--- start of Extract ---
THIS ECONOMY IS almost exactly the one we were promised. Decades
ago, when we imagined the future, the world looked like the one depicted
in “The Jetsons,” where people commuted to work in flying cars
and managed robots from their desks by hitting an array of multi-hued
buttons. Admittedly, we don’t yet have flying cars (though we may soon
have autonomous ones). But the Jetsons-esque world we dreamt of is
finally being realized.
So why are we unprepared? As director of Purdue University’s
business information and analytics center, I spend much of my time
ruminating on technology’s effect on the future of business and the
workforce. I believe that companies’ desire for cost-cutting, combined
with advances in artificial intelligence (AI) and machine learning, will dramatically increase automation, leading
to a sharp decline in jobs. In fact, in
its 2018 “The Future of Jobs” report, the
World Economic Forum predicts that
by 2022, 75 million jobs will be lost as a
consequence of automation.
Most of these lost jobs will belong
to blue-collar workers in the manufacturing
sector. But, as autonomous cars
become more commonplace and AI
grows more sophisticated, even truck
drivers and financial advisors could end
up almost extinct.
It’s encouraging to learn that the
World Economic Forum also expects
that 133 million new jobs eventually
will be created by automation. But
where will these job opportunities be?
The answer will depend on the level of
job. Blue-collar jobs will be replaced by
“new-collar” jobs, a term made popular
by IBM CEO Ginni Rometty to describe
positions that don’t require a four-year
degree but take a certain amount of
technical or vocational training. At the
same time, white-collar workers will be
pressed to learn to use technology to create
value for their organizations.
But even if many of tomorrow’s
workers won’t need four-year degrees,
our universities won’t suddenly become
obsolete. Future workers will simply
need different skills than today’s college
courses emphasize—and that means that
we need to change the skills we teach.
THE BLUE-TO-NEW SKILLS GAP
In August, CNBC reported that there are
approximately 6.56 million unemployed
workers, while there also are approximately
6.6 million unfilled jobs. The
problem is that the workers available
don’t have the technological skills the
unfilled jobs require. More than 50
percent of Business Roundtable’s members
report that talent gaps are already
“problematic or very problematic” for
their companies. IBM alone needs to fill
25,000 positions in the next four years.
But here’s the good news: Companies
have been partnering with educational institutions to launch abbreviated training
programs to create a steady pipeline
of talent. For example, Microsoft has
given US$25 million to fund Skillful, a
program that fosters skills-based hiring,
training, and education. And Rometty
led IBM to invest $1 billion in initiatives
such as Pathways in Technology Early
College High School (P-TECH), a sixyear
public high school that first opened
in Brooklyn, New York, in 2011. Through
the P-TECH model, students receive
four years of high school education plus
two years of college courses that prepare
them for new-collar careers. Currently,
110 P-TECH schools are open in the U.S.
--- end of Extract ---
--- start of Raw records ---
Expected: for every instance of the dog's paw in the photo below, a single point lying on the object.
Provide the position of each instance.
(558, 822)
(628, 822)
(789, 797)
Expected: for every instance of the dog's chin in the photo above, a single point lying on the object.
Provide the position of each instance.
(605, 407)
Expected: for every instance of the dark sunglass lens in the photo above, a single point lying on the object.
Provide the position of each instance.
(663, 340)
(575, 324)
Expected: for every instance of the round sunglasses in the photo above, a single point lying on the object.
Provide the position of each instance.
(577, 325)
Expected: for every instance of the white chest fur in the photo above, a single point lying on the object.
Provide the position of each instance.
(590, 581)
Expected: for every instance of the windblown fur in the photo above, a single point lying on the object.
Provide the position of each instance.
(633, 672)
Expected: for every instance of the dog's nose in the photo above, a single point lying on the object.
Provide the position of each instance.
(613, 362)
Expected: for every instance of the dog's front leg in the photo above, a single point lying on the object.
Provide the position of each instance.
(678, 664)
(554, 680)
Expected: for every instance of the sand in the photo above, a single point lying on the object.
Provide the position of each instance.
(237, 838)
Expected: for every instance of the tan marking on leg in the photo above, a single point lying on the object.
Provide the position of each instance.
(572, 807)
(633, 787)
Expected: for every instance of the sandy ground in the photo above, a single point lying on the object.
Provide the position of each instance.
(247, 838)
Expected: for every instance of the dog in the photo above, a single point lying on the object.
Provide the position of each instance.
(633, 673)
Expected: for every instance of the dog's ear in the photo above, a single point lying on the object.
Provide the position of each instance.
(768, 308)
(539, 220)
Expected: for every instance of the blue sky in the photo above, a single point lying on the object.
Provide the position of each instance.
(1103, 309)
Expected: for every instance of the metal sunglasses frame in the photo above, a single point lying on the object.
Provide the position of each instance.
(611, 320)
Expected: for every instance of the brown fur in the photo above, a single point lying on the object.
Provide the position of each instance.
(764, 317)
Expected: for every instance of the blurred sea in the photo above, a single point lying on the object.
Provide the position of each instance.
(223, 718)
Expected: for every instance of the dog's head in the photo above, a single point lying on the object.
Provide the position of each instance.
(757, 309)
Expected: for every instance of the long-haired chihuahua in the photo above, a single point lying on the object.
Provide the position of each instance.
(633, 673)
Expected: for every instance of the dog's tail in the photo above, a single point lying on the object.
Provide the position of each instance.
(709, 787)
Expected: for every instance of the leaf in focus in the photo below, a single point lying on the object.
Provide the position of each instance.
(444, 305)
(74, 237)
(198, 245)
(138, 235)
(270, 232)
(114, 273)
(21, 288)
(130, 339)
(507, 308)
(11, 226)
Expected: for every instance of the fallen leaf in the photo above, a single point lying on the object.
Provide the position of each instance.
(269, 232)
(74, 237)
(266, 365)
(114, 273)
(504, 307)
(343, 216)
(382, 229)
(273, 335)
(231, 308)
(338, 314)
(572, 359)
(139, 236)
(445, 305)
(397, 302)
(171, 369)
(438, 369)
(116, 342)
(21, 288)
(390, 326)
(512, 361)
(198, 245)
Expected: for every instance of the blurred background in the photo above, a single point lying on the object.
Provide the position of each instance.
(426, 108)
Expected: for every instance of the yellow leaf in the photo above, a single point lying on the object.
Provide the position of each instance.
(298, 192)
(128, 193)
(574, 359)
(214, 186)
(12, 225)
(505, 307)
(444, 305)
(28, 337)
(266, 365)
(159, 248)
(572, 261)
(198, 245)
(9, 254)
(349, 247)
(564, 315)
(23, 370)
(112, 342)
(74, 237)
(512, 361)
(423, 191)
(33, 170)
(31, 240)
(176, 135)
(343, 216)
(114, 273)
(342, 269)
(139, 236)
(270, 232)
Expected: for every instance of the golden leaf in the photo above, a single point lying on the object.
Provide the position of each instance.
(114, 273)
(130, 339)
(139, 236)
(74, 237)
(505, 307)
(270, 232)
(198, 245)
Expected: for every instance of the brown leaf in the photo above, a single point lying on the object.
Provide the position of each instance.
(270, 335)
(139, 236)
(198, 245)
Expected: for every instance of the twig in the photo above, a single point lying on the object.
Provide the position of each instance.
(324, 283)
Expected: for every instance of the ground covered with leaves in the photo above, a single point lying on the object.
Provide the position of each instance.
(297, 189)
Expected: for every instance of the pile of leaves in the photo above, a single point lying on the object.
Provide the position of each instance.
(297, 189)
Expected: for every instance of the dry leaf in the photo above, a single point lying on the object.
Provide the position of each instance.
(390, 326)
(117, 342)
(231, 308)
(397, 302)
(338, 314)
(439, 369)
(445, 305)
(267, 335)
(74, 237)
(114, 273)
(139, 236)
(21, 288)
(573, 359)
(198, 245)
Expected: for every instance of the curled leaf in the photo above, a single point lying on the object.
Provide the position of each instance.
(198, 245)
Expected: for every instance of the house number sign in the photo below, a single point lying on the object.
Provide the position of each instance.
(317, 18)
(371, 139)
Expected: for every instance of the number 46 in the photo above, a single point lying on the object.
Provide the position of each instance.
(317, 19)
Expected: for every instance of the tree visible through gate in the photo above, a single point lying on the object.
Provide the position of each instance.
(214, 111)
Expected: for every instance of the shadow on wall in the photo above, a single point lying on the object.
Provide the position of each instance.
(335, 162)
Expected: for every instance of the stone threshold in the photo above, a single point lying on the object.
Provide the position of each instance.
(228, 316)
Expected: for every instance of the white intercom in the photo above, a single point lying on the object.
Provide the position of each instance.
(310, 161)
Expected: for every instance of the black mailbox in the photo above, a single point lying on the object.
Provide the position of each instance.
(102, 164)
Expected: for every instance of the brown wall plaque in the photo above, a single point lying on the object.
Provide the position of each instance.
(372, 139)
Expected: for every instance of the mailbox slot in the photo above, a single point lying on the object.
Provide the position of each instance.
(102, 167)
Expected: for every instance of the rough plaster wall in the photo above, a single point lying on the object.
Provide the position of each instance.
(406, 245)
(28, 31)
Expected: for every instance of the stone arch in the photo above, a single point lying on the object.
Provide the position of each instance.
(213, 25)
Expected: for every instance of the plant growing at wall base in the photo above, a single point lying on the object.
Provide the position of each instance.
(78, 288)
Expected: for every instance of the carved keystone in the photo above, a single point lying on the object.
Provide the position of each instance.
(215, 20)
--- end of Raw records ---
§ **Required actions**:
1. In the essay on automation and jobs, who made the term "new-collar" popular?
2. The essay on automation and jobs cites about 6.56 million unemployed workers and about 6.6 million unfilled jobs. Explain why those jobs stay open, as the essay gives it.
3. Carry the essay on automation and jobs forward from the point where it stops.
The records are separate material and have no connection to the essay on automation and jobs.

§ **Exercise answers**:
1. IBM CEO Ginni Rometty.

2. The jobs stay open because the available workers don't have the technological skills those jobs require.

3.
The creation of new-collar jobs will
offset job losses caused by automation,
but workers must be trained to fill those
positions. Companies and academic
institutions must promote awareness
of short-duration programs and remove
any stigma around vocational training.
THE WHITE-COLLAR SHIFT
For white-collar workers, the future
economy will value four higher-level
skills: coding, analytics, design, and
interpersonal. Workers with coding and
analytics skills will interact more with
machines and systems than with people,
as they create digital products and experiences.
Workers with design and interpersonal
skills will help companies understand
these products and experiences in
the context of people’s daily lives.
And new kinds of jobs are continually
being created, such as “foresight engineers”
who anticipate people’s future
needs and design entirely new ways for
them to do business with each other and
with machines. Technological expertise
will be in demand even in previously
non-tech jobs, like caregiving.
Over the next few years, we’ll continue
to see an increased demand for
workers with backgrounds in coding
and analytics. But four to five years from
now, I predict that people with design
and interpersonal skills will be more
sought-after in the job market.
WHAT’S A B-SCHOOL TO DO?
Without a doubt, higher education must
adapt to these changing trends. We must
realize that the future of innovation
is not only in problem solving; it’s also
in problem finding. Workers who can
identify opportunities for new products,
better processes, and faster services will
keep the economy moving.
Unfortunately, in education, we place
extensive emphasis on problem solving.
When we ask students to address a deep
business or organizational problem, they
almost always begin the conversation
with solutions: “We can do this, and this,
and this.” They don’t first consider why
the problem even manifests.
To be fair, we must develop students’
problem-solving skills in the early
stages of education. But as students
mature, they must understand that
every business solution ultimately
benefits humans. Only when students
are mindful of human instincts and their
consequences will they become adept at
detecting problems that organizations
might not yet know exist.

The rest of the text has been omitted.